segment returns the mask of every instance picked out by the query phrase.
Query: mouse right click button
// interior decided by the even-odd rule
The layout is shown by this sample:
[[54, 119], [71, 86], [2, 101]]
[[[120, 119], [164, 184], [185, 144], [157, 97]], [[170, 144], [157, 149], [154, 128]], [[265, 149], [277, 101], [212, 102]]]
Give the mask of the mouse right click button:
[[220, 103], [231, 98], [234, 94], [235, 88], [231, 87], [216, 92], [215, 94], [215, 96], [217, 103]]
^^^^^^^^^^^^^^^^
AIM OF THE EXERCISE: Rewrite every line of the listing above as a JSON list of strings, one string per line, omitting blank lines.

EXERCISE RESULT:
[
  "segment returns the mask of every instance picked out by the query phrase.",
  "Query: mouse right click button",
  "// interior decided by the even-odd rule",
  "The layout is shown by this sample:",
  "[[54, 119], [71, 86], [2, 101]]",
  "[[[120, 119], [164, 184], [185, 144], [157, 97]], [[170, 144], [157, 149], [154, 128]], [[265, 149], [277, 101], [212, 102]]]",
  "Give the mask of the mouse right click button:",
  "[[220, 103], [231, 98], [234, 94], [235, 88], [231, 87], [216, 92], [215, 94], [215, 96], [217, 103]]"
]